Gerard Mercator (1512 – 1594)

Gerard Mercator was born as Gerard de Cremere in Rupelmonde (near Antwerp) on 5 March 1512.

Young Gerard learned what Latin he could in Rupelmonde, and when he was about fifteen, his uncle sent him to ’s Hertogenbosch to study at a school run by the Brothers of the Common Life. One of Mercator’s teachers was the celebrated humanist Macropedius. After three and a half years with the brothers, Gerard went to Louvain, where he enrolled in the university in 1530 as one of the poor students at Castle College.

By this time, he had Latinized his name to Mercator. He studied philosophy and took his master’s degree in 1532. The problems of the creation of the Universe and the Earth interested him in particular; this is reflected by his works, written in later years.

After spending a few years in Antwerp, he returned to Louvain c. 1535, where he took courses in mathematics under the guidance of Gemma Frisius. Soon he was recognised as an expert on the construction of mathematical instruments, as a land-surveyor and, after 1537, as a cartographer. He drew his income from these activities after his marriage on 3 August 1536. He also qualified himself as a copper-engraver; he was the first in history to introduce the italic handwriting to this trade. The first maps, drawn and engraved by Gerard Mercator are: Palestine, 1537; the world in double heart-shaped projection, 1538; and Flanders, 1540.

In 1544, Mercator came into great danger: he was arrested on the accusation of heresy and put into jail. Thanks to intervention of the University of Louvain, he was released after four months. In 1552, he moved with his family into the city of Duisburg (Germany). In 1560, Mercator became cosmographer in service of the Duke of Jülich-Cleve-Berge and in 1563 he became lecturer at the Grammar School of the new University in Duisburg. During this period, he made wall-maps of Europe, 1554; of Loraine, 1564; the British Isles, 1564; and the famous map of the world with increasing latitudes, 1569. About this time, Mercator was also working on the project for a complete description of the Creation, the Heavens, Earth, and Sea and a world history. Out of this resulted his Atlas, sive cosmographicae meditationes de fabrica mundi et fabricati figura. He worked also on an edition of Ptolemy’s Geographia which appeared in 1578. The first part of his book with modern maps (France, Germany and the Netherlands) appeared in 1585.

Data supplied:
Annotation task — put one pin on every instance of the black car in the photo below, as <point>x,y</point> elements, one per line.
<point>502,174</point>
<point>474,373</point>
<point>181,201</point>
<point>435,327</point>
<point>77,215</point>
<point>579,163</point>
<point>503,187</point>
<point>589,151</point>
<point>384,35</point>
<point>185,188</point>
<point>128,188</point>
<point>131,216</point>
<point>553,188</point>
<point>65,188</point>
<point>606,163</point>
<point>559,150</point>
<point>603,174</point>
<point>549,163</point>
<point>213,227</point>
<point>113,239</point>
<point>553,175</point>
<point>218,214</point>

Task objective:
Answer these from the text on Gerard Mercator:
(a) In what year did Mercator enroll at the university in Louvain?
(b) How long was he held after his arrest in 1544?
(c) To which city did he move with his family in 1552?

In response:
(a) 1530
(b) Four months
(c) Duisburg